▸ **Passage for review**
The behavior you are describing is likely driven by anxiety and being unable to engage in activities which previously structured her day. This fixation with a neighbor thing isn't unusual in dementia-world; it actually comes up a lot. It can lead to real problems. Sometimes verbal and physical attacks on neighbors leads to a PWD becoming ostracized which costs you an emergency contact. Police and APS have been involved when a PWD mixes it up with neighbors and family isn't seen as proactive. Occasionally a PWD barges into a neighbor's house and is mistaken for an intruder with tragic consequences.
Given that your DH and his siblings seem to have their collective heads in the sand about their mom and dementia in general, there doesn't seem to be much you can do. In your shoes, I might make a Plan B for when the feces hit the fan, but otherwise it seems your hands are tied.
HB0 -
My thoughts went to emotions. For many, transitions in seasons and/or changes in the weather trigger people in different ways. The smells, warmth or cold, etc… may bring on giddiness or dread. Could the leaves be a reminder of something or a feeling in her past?

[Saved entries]
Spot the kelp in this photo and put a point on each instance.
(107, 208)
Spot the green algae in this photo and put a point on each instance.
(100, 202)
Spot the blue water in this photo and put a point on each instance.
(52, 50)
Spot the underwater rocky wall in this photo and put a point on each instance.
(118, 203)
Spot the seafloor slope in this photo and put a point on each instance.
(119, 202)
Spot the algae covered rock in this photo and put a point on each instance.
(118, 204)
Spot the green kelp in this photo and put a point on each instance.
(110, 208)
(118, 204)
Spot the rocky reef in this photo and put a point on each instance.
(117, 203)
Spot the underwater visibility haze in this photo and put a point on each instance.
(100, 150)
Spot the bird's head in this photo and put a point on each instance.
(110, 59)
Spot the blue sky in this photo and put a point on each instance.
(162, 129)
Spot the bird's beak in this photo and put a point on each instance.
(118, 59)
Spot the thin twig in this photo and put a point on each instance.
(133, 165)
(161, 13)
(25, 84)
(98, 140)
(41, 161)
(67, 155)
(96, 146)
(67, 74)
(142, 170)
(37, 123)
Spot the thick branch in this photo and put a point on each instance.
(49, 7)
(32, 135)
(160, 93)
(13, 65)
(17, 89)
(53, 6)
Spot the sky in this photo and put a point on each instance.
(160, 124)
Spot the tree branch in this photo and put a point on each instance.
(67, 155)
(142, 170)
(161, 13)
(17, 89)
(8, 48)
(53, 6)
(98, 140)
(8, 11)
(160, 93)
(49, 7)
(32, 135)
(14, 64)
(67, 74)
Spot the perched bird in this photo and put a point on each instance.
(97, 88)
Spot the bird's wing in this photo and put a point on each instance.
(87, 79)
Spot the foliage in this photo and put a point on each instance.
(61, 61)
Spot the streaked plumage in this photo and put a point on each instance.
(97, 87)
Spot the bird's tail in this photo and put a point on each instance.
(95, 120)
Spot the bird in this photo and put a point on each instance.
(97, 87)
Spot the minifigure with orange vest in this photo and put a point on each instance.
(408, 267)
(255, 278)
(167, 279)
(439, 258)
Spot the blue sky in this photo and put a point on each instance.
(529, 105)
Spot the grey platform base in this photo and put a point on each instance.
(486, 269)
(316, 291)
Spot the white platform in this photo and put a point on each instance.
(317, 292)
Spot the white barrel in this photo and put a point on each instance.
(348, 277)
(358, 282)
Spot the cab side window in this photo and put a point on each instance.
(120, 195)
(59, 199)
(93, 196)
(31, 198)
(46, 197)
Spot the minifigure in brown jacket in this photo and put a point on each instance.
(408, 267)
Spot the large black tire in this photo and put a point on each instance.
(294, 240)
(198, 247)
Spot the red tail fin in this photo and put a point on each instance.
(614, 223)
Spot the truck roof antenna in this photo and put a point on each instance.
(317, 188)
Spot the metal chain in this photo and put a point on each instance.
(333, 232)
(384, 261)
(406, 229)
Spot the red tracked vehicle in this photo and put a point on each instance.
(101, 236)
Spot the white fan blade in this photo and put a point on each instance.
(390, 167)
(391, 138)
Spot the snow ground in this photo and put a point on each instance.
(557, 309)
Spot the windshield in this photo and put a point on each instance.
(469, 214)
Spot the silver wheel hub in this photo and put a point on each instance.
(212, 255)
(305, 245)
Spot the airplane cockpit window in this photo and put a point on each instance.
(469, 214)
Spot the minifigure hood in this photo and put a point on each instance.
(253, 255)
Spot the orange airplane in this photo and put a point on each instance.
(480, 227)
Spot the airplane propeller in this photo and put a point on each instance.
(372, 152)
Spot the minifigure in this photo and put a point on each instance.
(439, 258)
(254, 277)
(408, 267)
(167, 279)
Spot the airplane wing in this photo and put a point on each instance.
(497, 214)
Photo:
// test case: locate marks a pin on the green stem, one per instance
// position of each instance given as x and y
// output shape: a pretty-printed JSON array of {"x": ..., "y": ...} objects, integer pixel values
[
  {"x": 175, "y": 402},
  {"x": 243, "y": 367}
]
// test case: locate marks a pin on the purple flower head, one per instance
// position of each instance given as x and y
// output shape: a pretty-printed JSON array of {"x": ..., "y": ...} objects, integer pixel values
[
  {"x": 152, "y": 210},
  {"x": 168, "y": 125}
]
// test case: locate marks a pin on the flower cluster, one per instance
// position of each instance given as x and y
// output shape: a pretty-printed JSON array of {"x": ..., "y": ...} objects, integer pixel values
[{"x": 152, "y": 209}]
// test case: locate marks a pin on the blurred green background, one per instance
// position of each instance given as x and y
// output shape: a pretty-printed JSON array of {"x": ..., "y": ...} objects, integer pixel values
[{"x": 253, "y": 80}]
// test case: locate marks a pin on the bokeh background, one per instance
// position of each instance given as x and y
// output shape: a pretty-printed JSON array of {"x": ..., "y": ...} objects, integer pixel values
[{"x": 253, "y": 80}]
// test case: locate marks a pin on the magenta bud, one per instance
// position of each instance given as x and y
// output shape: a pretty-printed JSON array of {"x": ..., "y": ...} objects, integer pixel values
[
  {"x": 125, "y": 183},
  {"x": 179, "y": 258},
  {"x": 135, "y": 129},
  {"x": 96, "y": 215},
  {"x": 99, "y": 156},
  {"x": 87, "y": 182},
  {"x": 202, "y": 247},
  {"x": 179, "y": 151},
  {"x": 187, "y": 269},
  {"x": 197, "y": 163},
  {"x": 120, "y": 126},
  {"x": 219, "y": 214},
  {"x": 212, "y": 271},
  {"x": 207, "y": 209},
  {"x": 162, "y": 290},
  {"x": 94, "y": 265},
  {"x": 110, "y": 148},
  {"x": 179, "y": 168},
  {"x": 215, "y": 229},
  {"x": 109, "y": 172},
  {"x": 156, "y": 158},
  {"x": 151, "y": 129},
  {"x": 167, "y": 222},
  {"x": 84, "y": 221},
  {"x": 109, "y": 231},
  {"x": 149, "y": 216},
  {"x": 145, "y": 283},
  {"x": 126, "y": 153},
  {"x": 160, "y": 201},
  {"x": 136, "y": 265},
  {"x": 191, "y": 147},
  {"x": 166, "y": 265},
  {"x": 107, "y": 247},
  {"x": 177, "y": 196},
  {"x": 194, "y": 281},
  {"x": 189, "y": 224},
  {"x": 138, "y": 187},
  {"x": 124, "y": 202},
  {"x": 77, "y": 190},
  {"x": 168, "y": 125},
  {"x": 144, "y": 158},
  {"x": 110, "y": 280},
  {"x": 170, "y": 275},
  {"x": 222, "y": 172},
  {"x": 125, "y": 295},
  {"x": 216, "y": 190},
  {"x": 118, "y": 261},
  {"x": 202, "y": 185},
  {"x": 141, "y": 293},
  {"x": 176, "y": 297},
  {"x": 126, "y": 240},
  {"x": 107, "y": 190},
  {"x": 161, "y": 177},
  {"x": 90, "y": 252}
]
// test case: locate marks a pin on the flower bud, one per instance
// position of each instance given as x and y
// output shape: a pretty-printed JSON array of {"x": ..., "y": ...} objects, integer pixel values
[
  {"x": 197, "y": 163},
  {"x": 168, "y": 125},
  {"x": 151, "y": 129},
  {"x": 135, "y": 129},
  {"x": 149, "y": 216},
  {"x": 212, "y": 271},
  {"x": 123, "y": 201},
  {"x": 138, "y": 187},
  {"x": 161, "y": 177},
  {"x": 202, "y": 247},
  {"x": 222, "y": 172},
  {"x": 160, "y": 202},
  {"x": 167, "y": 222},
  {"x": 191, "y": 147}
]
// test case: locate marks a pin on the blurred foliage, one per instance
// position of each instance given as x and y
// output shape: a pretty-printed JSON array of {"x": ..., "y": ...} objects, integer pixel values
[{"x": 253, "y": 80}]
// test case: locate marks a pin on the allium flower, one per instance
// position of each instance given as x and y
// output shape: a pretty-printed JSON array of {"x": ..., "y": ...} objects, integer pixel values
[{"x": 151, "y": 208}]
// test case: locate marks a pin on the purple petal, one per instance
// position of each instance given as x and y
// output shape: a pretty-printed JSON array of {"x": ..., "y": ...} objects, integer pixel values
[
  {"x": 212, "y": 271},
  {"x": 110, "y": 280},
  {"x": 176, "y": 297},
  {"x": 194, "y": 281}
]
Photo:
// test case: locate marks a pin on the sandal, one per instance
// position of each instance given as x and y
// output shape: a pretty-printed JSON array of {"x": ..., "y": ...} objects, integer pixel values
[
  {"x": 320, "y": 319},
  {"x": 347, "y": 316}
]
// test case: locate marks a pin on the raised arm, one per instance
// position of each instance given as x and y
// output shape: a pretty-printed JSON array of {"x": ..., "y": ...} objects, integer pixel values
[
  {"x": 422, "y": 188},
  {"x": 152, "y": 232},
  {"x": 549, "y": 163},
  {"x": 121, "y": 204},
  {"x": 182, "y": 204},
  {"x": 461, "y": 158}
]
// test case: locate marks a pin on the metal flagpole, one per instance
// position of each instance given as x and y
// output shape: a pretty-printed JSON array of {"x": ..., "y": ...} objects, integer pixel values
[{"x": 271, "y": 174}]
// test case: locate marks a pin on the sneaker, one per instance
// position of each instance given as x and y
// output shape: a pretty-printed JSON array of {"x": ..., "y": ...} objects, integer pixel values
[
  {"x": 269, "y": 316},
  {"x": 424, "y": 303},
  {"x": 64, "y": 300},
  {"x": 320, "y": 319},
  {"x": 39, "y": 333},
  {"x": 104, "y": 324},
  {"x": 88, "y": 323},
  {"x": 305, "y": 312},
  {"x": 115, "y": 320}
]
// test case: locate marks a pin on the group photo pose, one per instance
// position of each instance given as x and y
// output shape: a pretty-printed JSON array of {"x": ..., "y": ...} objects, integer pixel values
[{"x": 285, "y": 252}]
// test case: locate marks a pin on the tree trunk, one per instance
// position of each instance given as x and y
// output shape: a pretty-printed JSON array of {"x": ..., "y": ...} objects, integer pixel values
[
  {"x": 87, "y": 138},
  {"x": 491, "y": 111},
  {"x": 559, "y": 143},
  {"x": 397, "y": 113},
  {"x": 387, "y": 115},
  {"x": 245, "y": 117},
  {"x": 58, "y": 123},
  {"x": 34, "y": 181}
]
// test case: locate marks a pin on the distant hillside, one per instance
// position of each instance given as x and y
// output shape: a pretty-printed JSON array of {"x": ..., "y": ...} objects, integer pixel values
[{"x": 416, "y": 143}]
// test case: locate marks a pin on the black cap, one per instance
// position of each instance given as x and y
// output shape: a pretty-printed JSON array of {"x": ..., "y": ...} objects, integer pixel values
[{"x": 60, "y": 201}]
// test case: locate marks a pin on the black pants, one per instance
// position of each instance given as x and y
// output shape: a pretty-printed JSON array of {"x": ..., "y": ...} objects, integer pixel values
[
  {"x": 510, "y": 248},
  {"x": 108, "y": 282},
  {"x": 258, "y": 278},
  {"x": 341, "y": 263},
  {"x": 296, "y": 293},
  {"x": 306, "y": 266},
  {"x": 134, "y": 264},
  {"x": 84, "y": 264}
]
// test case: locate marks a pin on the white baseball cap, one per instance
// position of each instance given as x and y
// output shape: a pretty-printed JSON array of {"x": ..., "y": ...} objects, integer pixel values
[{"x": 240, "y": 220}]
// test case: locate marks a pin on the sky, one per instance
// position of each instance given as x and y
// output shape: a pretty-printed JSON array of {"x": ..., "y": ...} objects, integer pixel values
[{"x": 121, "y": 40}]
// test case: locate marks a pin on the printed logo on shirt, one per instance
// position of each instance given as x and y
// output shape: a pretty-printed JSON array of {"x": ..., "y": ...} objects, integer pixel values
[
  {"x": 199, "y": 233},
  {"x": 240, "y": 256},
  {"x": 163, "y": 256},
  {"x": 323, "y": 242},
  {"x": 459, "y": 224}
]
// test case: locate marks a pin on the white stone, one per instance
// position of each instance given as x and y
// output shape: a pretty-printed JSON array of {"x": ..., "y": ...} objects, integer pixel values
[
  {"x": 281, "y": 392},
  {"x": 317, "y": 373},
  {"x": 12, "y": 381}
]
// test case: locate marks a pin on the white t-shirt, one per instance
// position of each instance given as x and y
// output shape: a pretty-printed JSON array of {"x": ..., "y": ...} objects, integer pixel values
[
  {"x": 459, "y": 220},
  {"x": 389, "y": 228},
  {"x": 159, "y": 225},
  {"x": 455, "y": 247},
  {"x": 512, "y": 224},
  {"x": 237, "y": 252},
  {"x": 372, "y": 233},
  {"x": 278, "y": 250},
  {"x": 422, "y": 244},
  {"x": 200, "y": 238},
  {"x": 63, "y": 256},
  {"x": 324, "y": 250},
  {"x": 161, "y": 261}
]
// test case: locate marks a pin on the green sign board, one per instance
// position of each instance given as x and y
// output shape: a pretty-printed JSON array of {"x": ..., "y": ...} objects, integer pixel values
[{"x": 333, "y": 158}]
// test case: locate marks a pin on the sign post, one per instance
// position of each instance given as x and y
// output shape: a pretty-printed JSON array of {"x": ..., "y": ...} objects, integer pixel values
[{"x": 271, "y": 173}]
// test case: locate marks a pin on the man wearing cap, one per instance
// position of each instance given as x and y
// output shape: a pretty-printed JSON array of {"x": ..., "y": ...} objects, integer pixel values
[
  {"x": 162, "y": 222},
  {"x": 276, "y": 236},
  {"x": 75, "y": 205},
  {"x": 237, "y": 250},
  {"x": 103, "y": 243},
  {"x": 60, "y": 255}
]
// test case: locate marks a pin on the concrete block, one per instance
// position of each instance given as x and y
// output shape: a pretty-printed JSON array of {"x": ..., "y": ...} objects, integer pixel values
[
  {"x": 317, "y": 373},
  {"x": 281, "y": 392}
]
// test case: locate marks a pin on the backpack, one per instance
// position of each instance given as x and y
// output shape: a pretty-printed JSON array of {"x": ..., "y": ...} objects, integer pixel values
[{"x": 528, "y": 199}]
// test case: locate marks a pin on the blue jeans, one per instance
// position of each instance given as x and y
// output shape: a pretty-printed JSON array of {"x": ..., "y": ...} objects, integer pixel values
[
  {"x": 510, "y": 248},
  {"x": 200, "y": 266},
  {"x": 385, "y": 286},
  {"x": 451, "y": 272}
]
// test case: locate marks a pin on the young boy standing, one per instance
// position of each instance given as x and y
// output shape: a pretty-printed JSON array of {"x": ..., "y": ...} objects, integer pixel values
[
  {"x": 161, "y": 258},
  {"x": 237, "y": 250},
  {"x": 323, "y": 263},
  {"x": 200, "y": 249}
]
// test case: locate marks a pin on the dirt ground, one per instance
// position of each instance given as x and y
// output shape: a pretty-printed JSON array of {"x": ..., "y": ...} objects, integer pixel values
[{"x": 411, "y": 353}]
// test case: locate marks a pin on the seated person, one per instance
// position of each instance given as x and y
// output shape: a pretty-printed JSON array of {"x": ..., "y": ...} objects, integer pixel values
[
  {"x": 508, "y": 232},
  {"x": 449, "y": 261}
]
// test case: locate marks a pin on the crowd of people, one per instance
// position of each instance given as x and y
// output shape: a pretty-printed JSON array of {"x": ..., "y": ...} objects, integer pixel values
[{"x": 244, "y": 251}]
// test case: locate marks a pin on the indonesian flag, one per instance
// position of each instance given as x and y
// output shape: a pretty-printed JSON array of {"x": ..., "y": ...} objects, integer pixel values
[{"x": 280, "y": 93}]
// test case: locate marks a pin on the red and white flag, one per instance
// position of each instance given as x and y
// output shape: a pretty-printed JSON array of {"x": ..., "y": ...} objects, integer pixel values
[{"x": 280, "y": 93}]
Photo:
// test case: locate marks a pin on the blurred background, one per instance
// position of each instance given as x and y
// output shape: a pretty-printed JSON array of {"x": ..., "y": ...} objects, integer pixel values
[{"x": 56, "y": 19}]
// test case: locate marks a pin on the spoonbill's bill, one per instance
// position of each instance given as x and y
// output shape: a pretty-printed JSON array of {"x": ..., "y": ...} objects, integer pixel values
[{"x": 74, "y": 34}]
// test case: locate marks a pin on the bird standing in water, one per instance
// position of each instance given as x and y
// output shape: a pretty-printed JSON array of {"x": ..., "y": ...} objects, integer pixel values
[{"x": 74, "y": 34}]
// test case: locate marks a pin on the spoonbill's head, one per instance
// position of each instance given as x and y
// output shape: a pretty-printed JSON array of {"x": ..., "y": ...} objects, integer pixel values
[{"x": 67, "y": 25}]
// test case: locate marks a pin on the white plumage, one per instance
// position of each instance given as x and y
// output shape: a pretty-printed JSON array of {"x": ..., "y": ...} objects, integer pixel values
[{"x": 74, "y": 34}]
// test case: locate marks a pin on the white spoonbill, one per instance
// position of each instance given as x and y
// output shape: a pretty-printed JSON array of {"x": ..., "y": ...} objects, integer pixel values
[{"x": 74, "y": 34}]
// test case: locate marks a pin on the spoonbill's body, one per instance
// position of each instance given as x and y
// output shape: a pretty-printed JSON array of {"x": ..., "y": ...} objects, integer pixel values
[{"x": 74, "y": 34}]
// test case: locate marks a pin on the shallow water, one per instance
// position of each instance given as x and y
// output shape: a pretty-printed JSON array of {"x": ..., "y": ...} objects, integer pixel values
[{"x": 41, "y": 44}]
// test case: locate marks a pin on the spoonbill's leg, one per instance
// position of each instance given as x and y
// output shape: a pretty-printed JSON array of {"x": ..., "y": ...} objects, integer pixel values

▸ **What to work on**
[1] List each problem that the dementia discussion above says a fixation on neighbors can lead to.
[2] Answer these from the dementia discussion:
(a) What is likely driving the behavior being described?
(b) What plan does the writer of the first reply say they might make?
(c) According to the reply addressed to HB0, what changes can trigger people in different ways?

▸ **Solutions to the problems**
[1]
- Verbal and physical attacks on neighbors can get a PWD ostracized, which costs an emergency contact.
- Police and APS can become involved when a PWD mixes it up with neighbors and the family isn't seen as proactive.
- A PWD can barge into a neighbor's house and be mistaken for an intruder, with tragic consequences.

[2]
(a) Anxiety and being unable to engage in activities that previously structured her day.
(b) A Plan B for when the feces hit the fan.
(c) Transitions in seasons and/or changes in the weather.